━━ VORLIEGENDER TEXT

2,2 Milliarden tragen die jetzigen Rentner und Rentnerinnen durch den Verzicht auf eine Rentenanpassung im kommenden Jahr und die Übernahme des 50-prozentigen Beitragsanteils für die Pflegeversicherung, den bisher die Rentenkassen getragen haben. Ich weiß, dass die Rentnerinnen und Rentner im kommenden Jahr weniger haben werden. Ich kann doch rechnen.

   Ich will aber noch auf einen anderen Punkt hinweisen, Herr Kollege Storm. Die Renten fielen auch geringer aus, als unter dem Kollegen Blüm 1995 die Pflegeversicherung eingeführt wurde. Die Rentnerinnen und Rentner mussten sich zunächst mit 0,5 Prozent beteiligen. Im Juli dieses Jahres - das ist keine Frage - gab es eine Anpassung.

(Andreas Storm (CDU/CSU): Immer im Vergleich zum Vorjahr! Was Sie sagen, macht doch keinen Sinn!)

━━━━
━━ GEZEIGTES MATERIAL

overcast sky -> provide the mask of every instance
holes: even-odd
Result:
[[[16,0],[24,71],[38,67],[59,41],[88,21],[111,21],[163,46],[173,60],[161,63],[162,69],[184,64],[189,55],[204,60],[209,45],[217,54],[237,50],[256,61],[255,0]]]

━━━━

ZU BEARBEITEN →
[1] Schreib den vorliegenden Text von "2,2 Milliarden tragen die" bis "kann doch rechnen." neu und setze dabei überall "nächsten Jahr" anstelle von "kommenden Jahr" ein.
[2] Übersetze den folgenden Satz aus dem vorliegenden Text ins Englische: "Ich weiß, dass die Rentnerinnen und Rentner im kommenden Jahr weniger haben werden."

LÖSUNGEN JE AUFGABE →
[1]
2,2 Milliarden tragen die jetzigen Rentner und Rentnerinnen durch den Verzicht auf eine Rentenanpassung im nächsten Jahr und die Übernahme des 50-prozentigen Beitragsanteils für die Pflegeversicherung, den bisher die Rentenkassen getragen haben. Ich weiß, dass die Rentnerinnen und Rentner im nächsten Jahr weniger haben werden. Ich kann doch rechnen.

[2] I know that pensioners will have less next year.